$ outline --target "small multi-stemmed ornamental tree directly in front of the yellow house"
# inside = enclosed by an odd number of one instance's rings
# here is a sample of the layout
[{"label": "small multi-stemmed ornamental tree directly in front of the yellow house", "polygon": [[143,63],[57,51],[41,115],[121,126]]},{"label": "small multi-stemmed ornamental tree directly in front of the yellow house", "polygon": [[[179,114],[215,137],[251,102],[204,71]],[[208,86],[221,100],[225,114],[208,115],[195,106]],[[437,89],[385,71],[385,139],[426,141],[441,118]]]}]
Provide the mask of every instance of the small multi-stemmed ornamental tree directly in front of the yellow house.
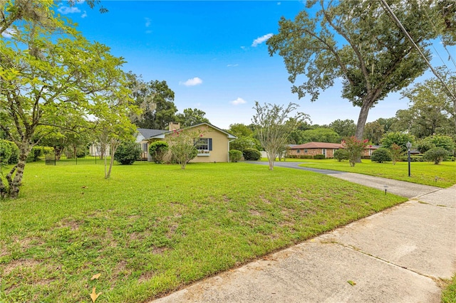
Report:
[{"label": "small multi-stemmed ornamental tree directly in front of the yellow house", "polygon": [[185,169],[187,163],[197,156],[198,150],[196,146],[202,136],[203,132],[200,129],[185,132],[182,129],[175,129],[167,137],[172,157],[180,164],[181,169]]}]

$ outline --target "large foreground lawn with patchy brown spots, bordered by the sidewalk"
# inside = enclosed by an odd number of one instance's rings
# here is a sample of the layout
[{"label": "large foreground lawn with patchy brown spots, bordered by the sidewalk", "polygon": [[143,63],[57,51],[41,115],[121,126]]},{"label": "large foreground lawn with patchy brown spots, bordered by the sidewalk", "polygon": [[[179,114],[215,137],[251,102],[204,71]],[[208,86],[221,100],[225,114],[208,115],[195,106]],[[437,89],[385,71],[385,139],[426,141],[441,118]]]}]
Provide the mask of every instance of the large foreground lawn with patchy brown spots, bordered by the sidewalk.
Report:
[{"label": "large foreground lawn with patchy brown spots, bordered by the sidewalk", "polygon": [[[143,302],[405,201],[252,164],[26,166],[0,202],[1,302]],[[98,280],[90,277],[100,273]]]}]

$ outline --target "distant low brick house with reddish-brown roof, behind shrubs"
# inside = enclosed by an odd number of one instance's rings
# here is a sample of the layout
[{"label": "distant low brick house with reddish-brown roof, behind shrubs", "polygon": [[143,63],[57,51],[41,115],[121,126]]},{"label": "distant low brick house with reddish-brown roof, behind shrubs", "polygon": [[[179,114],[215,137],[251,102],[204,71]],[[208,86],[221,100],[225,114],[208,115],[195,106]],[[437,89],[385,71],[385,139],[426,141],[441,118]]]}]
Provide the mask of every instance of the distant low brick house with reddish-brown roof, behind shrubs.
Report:
[{"label": "distant low brick house with reddish-brown roof, behind shrubs", "polygon": [[[371,156],[375,149],[378,149],[378,145],[368,145],[363,151],[363,156]],[[343,149],[343,145],[340,143],[326,143],[326,142],[309,142],[305,144],[289,146],[289,156],[315,156],[316,154],[324,154],[326,158],[333,158],[334,151]]]}]

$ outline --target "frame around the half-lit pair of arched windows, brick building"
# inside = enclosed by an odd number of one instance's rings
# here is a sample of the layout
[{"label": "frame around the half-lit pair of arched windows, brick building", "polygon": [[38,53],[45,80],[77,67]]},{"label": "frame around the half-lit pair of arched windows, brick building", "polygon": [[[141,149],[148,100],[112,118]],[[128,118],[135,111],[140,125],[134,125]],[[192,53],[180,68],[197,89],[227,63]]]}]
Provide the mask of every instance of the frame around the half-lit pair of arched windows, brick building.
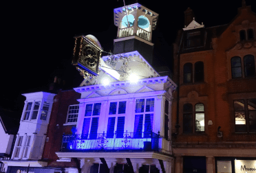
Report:
[{"label": "frame around the half-lit pair of arched windows, brick building", "polygon": [[[192,106],[191,111],[187,111],[187,112],[184,111],[184,106],[186,104],[187,105],[190,104]],[[197,104],[202,104],[204,106],[204,111],[195,111],[195,106]],[[184,135],[197,135],[197,134],[205,134],[206,133],[206,111],[205,111],[206,108],[205,107],[206,107],[205,104],[202,103],[202,102],[196,102],[195,104],[193,104],[191,102],[186,102],[186,103],[183,104],[183,106],[182,106],[182,134],[184,134]],[[204,131],[196,131],[195,130],[195,127],[196,127],[196,125],[195,125],[195,123],[196,123],[195,122],[195,114],[196,113],[204,113]],[[192,119],[191,119],[192,130],[191,130],[191,132],[184,133],[184,115],[192,115]]]}]

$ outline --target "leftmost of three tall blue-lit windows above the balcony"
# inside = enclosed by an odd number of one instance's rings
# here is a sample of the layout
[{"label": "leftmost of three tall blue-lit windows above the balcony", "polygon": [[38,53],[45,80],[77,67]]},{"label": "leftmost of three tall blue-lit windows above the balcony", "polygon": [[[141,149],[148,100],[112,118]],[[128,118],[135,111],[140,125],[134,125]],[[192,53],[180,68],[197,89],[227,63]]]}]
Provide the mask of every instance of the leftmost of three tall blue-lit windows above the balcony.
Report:
[{"label": "leftmost of three tall blue-lit windows above the balcony", "polygon": [[101,103],[87,104],[85,106],[85,118],[83,120],[82,138],[96,139],[98,131],[98,119]]}]

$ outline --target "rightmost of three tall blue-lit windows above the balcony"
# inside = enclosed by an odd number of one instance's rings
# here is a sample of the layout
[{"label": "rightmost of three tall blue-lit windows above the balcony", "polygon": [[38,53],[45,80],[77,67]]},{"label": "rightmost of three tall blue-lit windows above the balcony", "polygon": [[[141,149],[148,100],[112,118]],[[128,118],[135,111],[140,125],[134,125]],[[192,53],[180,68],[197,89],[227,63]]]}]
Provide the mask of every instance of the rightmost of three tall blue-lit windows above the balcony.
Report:
[{"label": "rightmost of three tall blue-lit windows above the balcony", "polygon": [[[149,137],[153,130],[154,98],[137,99],[134,120],[134,136],[136,138]],[[143,126],[144,124],[144,126]]]}]

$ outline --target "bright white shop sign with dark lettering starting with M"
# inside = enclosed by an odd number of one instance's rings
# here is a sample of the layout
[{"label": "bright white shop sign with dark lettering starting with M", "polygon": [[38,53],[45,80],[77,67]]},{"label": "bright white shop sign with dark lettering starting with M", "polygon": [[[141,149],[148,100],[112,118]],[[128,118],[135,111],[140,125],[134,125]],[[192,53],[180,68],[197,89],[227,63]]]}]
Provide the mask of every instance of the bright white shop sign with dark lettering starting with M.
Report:
[{"label": "bright white shop sign with dark lettering starting with M", "polygon": [[256,173],[256,160],[235,160],[235,173]]}]

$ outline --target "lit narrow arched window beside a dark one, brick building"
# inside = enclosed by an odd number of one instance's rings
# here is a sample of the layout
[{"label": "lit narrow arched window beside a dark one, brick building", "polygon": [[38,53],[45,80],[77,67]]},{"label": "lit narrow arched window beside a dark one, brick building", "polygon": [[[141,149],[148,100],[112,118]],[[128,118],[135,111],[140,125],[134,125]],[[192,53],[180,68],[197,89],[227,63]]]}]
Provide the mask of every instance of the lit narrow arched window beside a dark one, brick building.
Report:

# # # # #

▶ Try it
The answer must be an exact copy of the entries, with the pictures omitted.

▶ The answer
$ outline --target "small multi-stemmed ornamental tree directly in front of the yellow house"
# inside = enclosed by an odd number of one instance's rings
# here is a sample of the layout
[{"label": "small multi-stemmed ornamental tree directly in front of the yellow house", "polygon": [[143,63],[57,51],[41,115],[121,126]]},{"label": "small multi-stemmed ornamental tree directly in front of the yellow house", "polygon": [[[179,114],[215,137],[251,102],[204,71]],[[208,86],[221,100],[225,114],[208,115],[195,106]],[[437,89],[385,71],[385,139],[426,141],[441,118]]]}]
Provide the mask of every instance of the small multi-stemmed ornamental tree directly in front of the yellow house.
Report:
[{"label": "small multi-stemmed ornamental tree directly in front of the yellow house", "polygon": [[185,169],[187,163],[197,156],[198,150],[196,146],[202,136],[203,132],[200,129],[185,132],[182,129],[175,129],[167,137],[172,157],[180,164],[181,169]]}]

$ outline --target "large foreground lawn with patchy brown spots, bordered by the sidewalk"
# inside = enclosed by an odd number of one instance's rings
# here is a sample of the layout
[{"label": "large foreground lawn with patchy brown spots, bordered by the sidewalk", "polygon": [[143,63],[57,51],[41,115],[121,126]]},{"label": "large foreground lawn with patchy brown spots, bordered by the sidewalk", "polygon": [[[179,114],[215,137],[251,102],[204,71]],[[208,86],[221,100],[225,114],[208,115],[195,106]],[[437,89],[385,71],[385,139],[426,141],[441,118]]]}]
Provide the mask of every instance of the large foreground lawn with patchy brown spots, bordered by the sidewalk.
Report:
[{"label": "large foreground lawn with patchy brown spots, bordered by the sidewalk", "polygon": [[[143,302],[405,201],[252,164],[26,166],[0,202],[1,302]],[[98,280],[90,277],[100,273]]]}]

$ outline --target "distant low brick house with reddish-brown roof, behind shrubs"
# inside = enclosed by an odd number of one instance's rings
# here is a sample of the layout
[{"label": "distant low brick house with reddish-brown roof, behind shrubs", "polygon": [[143,63],[57,51],[41,115],[121,126]]},{"label": "distant low brick house with reddish-brown roof, behind shrubs", "polygon": [[[179,114],[215,137],[251,102],[204,71]],[[208,86],[221,100],[225,114],[208,115],[195,106]],[[437,89],[385,71],[385,139],[426,141],[441,118]]]}]
Provide the mask of every instance of the distant low brick house with reddish-brown roof, behind shrubs.
Report:
[{"label": "distant low brick house with reddish-brown roof, behind shrubs", "polygon": [[[371,156],[375,149],[378,149],[378,145],[368,145],[363,151],[363,156]],[[343,149],[343,145],[340,143],[326,143],[326,142],[309,142],[305,144],[289,146],[289,156],[315,156],[316,154],[324,154],[326,158],[333,158],[334,151]]]}]

$ outline --target "frame around the half-lit pair of arched windows, brick building"
# inside = enclosed by an odd number of one instance's rings
# here is a sample of the layout
[{"label": "frame around the half-lit pair of arched windows, brick building", "polygon": [[38,53],[45,80],[77,67]]},{"label": "frame around the half-lit pair of arched windows, brick building", "polygon": [[[141,149],[148,100],[112,118]],[[128,118],[135,111],[140,125],[134,125]],[[192,53],[180,68],[197,89],[227,63]]]}]
Provide the mask of every instance of the frame around the half-lit pair of arched windows, brick building.
Report:
[{"label": "frame around the half-lit pair of arched windows, brick building", "polygon": [[[192,106],[191,111],[187,111],[187,112],[184,111],[184,106],[186,104],[187,105],[190,104]],[[197,104],[202,104],[204,106],[204,111],[195,111],[195,106]],[[184,135],[197,135],[197,134],[205,134],[206,133],[206,111],[205,111],[206,108],[205,107],[206,107],[205,104],[202,103],[202,102],[196,102],[195,104],[193,104],[191,102],[186,102],[186,103],[183,104],[183,106],[182,106],[182,134],[184,134]],[[204,131],[196,131],[195,130],[195,127],[196,127],[196,125],[195,125],[195,123],[196,123],[195,122],[195,114],[196,113],[204,113]],[[192,119],[191,119],[192,130],[191,130],[191,132],[184,133],[184,115],[192,115]]]}]

$ outline --target "leftmost of three tall blue-lit windows above the balcony"
# inside = enclosed by an odd number of one instance's rings
# here is a sample of the layout
[{"label": "leftmost of three tall blue-lit windows above the balcony", "polygon": [[38,53],[45,80],[77,67]]},{"label": "leftmost of three tall blue-lit windows above the balcony", "polygon": [[[141,149],[148,100],[112,118]],[[128,118],[135,111],[140,125],[134,125]],[[192,53],[180,68],[197,89],[227,63]]]}]
Provide the mask of every instance of the leftmost of three tall blue-lit windows above the balcony.
Report:
[{"label": "leftmost of three tall blue-lit windows above the balcony", "polygon": [[101,103],[87,104],[85,106],[85,118],[83,120],[82,138],[96,139],[98,131],[98,119]]}]

$ outline --target "rightmost of three tall blue-lit windows above the balcony"
# inside = enclosed by an odd number of one instance's rings
# here is a sample of the layout
[{"label": "rightmost of three tall blue-lit windows above the balcony", "polygon": [[38,53],[45,80],[77,67]]},{"label": "rightmost of three tall blue-lit windows above the balcony", "polygon": [[[141,149],[148,100],[112,118]],[[128,118],[135,111],[140,125],[134,125]],[[192,53],[180,68],[197,89],[227,63]]]}]
Provide the mask of every instance of the rightmost of three tall blue-lit windows above the balcony.
Report:
[{"label": "rightmost of three tall blue-lit windows above the balcony", "polygon": [[[149,137],[153,130],[154,98],[137,99],[134,120],[134,136],[136,138]],[[143,126],[144,124],[144,126]]]}]

$ outline --target "bright white shop sign with dark lettering starting with M"
# inside = enclosed by an odd number of one instance's rings
# here is a sample of the layout
[{"label": "bright white shop sign with dark lettering starting with M", "polygon": [[38,53],[45,80],[77,67]]},{"label": "bright white shop sign with dark lettering starting with M", "polygon": [[[141,149],[148,100],[112,118]],[[128,118],[135,111],[140,125],[134,125]],[[192,53],[180,68],[197,89],[227,63]]]}]
Provide the mask of every instance of the bright white shop sign with dark lettering starting with M.
Report:
[{"label": "bright white shop sign with dark lettering starting with M", "polygon": [[256,173],[256,160],[235,160],[235,173]]}]

$ outline --target "lit narrow arched window beside a dark one, brick building"
# inside = enclosed by an odd number of one instance's rings
# here is a sample of the layout
[{"label": "lit narrow arched window beside a dark one, brick building", "polygon": [[38,53],[45,80],[77,67]]},{"label": "lit narrow arched window beside a dark one, brick building", "polygon": [[[141,149],[148,100],[112,118]],[[128,118],[135,111],[140,125],[134,125]],[[192,53],[180,68],[197,89],[227,63]]]}]
Provide the mask of every instance of the lit narrow arched window beside a dark one, brick building.
Report:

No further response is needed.